## What you will do
What is needed is the full set of records, word for word, with no pictures.

## Data excerpts
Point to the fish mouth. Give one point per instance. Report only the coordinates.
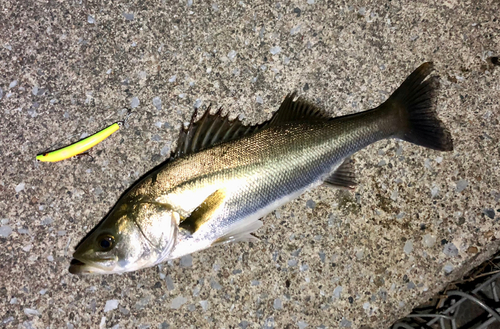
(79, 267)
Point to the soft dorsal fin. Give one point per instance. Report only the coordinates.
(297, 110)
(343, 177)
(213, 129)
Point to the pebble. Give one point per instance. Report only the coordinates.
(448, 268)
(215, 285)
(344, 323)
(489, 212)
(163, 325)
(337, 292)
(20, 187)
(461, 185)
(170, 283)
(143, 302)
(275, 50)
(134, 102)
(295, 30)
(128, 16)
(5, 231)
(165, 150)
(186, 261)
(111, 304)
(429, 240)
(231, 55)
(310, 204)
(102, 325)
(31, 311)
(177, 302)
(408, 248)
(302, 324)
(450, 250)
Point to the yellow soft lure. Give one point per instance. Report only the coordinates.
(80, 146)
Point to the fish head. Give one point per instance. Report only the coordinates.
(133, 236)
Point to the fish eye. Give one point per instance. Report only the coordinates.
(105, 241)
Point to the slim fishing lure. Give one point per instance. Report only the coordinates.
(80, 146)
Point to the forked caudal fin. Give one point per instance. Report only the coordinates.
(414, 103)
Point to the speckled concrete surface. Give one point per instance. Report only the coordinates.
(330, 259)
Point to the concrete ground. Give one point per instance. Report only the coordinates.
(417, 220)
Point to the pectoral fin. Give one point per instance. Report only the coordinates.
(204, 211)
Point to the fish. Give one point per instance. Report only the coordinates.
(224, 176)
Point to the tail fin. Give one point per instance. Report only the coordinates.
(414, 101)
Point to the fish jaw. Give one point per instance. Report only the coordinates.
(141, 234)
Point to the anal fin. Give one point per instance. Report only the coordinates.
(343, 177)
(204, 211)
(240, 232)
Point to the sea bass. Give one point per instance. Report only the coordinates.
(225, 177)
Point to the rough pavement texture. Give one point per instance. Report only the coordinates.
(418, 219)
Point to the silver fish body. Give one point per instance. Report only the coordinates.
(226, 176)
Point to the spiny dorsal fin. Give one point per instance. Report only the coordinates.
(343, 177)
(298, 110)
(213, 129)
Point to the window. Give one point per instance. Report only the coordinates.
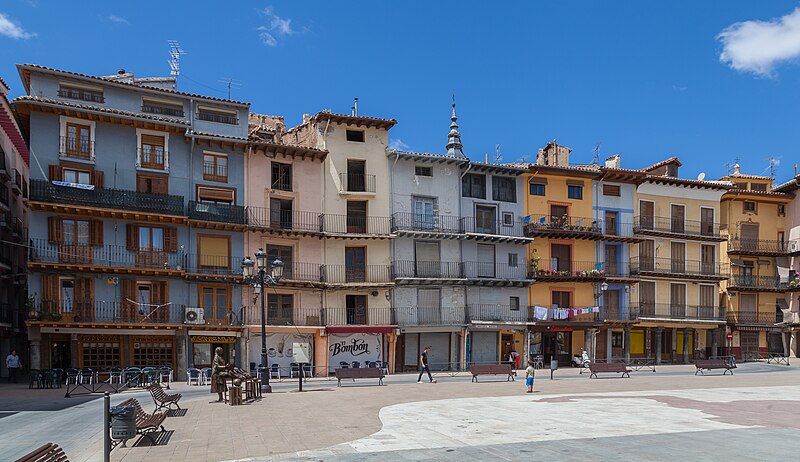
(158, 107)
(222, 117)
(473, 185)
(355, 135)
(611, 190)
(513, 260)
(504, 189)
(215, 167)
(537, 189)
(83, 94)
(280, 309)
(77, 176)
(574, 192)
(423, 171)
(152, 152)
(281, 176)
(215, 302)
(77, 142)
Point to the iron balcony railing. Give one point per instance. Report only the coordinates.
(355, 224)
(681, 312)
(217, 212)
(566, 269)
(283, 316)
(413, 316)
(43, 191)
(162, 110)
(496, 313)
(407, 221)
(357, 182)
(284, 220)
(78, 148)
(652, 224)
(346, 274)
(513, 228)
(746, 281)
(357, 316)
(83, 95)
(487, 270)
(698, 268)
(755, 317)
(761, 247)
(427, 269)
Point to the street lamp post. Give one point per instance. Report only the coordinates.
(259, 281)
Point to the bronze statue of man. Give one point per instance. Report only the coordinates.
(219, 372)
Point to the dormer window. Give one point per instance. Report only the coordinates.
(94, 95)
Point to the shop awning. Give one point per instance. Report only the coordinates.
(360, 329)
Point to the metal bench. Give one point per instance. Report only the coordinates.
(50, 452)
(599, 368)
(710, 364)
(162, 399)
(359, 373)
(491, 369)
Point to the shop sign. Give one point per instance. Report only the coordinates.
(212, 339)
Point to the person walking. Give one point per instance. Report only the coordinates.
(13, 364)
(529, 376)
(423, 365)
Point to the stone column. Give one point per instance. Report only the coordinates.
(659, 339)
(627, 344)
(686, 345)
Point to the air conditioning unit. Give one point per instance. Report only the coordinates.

## Written response
Point to the fish mouth. Give one point per instance. Report only the coordinates.
(79, 267)
Point to the soft dorsal fin. Give one point per instance. Report only the coordinates.
(297, 110)
(343, 177)
(213, 129)
Point to the pebble. Give one point per instance. Report only the coordinates.
(448, 268)
(215, 285)
(344, 323)
(489, 212)
(163, 325)
(337, 292)
(20, 187)
(461, 185)
(170, 283)
(143, 302)
(275, 50)
(134, 102)
(295, 30)
(128, 16)
(5, 231)
(165, 150)
(186, 261)
(111, 304)
(429, 240)
(231, 55)
(310, 204)
(102, 325)
(31, 311)
(177, 302)
(408, 248)
(302, 324)
(450, 250)
Point to the yellow soft lure. Give one point per instance. Report only the coordinates.
(80, 146)
Point to the fish head. Give one point per instance. Report only the coordinates.
(133, 236)
Point to the fish eye. Give one point per instance. Report only the coordinates.
(105, 241)
Point to the slim fishing lure. Give one point per instance. Report only the coordinates.
(80, 146)
Point to the forked caudal fin. Give one point per instance. Report only the coordinates.
(414, 103)
Point to the speckled concrete surface. Give one point per instance. Report only the coordinates.
(330, 259)
Point to the concrete ground. Give one point per instance. Report only the coordinates.
(417, 220)
Point to the pectoral fin. Give one point per instance. Report only the coordinates.
(204, 211)
Point to the fish. Give one point per instance. Report only the coordinates.
(224, 176)
Point to the tail fin. Give one point per instance. Report only the coordinates.
(414, 101)
Point to the fish jaw. Give one point per instance. Report only the coordinates.
(141, 234)
Point to the anal fin. Give one point per instance. Report only the coordinates.
(343, 177)
(204, 211)
(240, 232)
Point to the sea bass. Give one point per instance. Report only the coordinates.
(225, 177)
Point to the rough pavement texture. Give one point per instance. Report only the coordinates.
(418, 219)
Point to the silver fish body. Give one point per instance. Report only the coordinates.
(226, 176)
Point to the spiny dorsal fin. Give one point per instance. Report only the coordinates.
(343, 177)
(298, 110)
(213, 129)
Point to the window. Give one point per instance. Report only the coordinates.
(158, 107)
(222, 117)
(473, 185)
(355, 135)
(611, 190)
(513, 260)
(504, 189)
(215, 167)
(537, 189)
(83, 94)
(280, 309)
(77, 176)
(574, 192)
(423, 171)
(152, 152)
(281, 176)
(215, 302)
(77, 142)
Point to the iron balcony railing. Give one point per instance. Report only the coordinates.
(355, 224)
(681, 312)
(217, 212)
(566, 269)
(283, 316)
(413, 316)
(43, 191)
(162, 110)
(496, 313)
(407, 221)
(357, 182)
(284, 220)
(78, 148)
(652, 224)
(346, 274)
(513, 228)
(746, 281)
(357, 316)
(83, 95)
(487, 270)
(698, 268)
(755, 317)
(761, 247)
(427, 269)
Point to the street lamp post. Give one point per instance. Report only the coordinates.
(259, 281)
Point to the bronze statue of man. Give one point per instance. Report only the coordinates.
(219, 372)
Point to the dormer window. Give one point per instance. Report only the coordinates.
(94, 95)
Point to the shop awning. Give one point per instance. Report only the coordinates.
(360, 329)
Point to the metal bench. Give one point per instance. Report only the coordinates.
(50, 452)
(599, 368)
(710, 364)
(162, 399)
(359, 373)
(491, 369)
Point to the shop sign. Give one point per instance. Report only the coordinates.
(212, 339)
Point to the person walking. Give one point per instance. Report only the coordinates.
(13, 364)
(529, 376)
(423, 365)
Point to the stone column. Give one point per instance. Report only the coordinates.
(659, 339)
(627, 344)
(686, 345)
Point to the air conditioning unit. Give one point per instance. Report only the coordinates.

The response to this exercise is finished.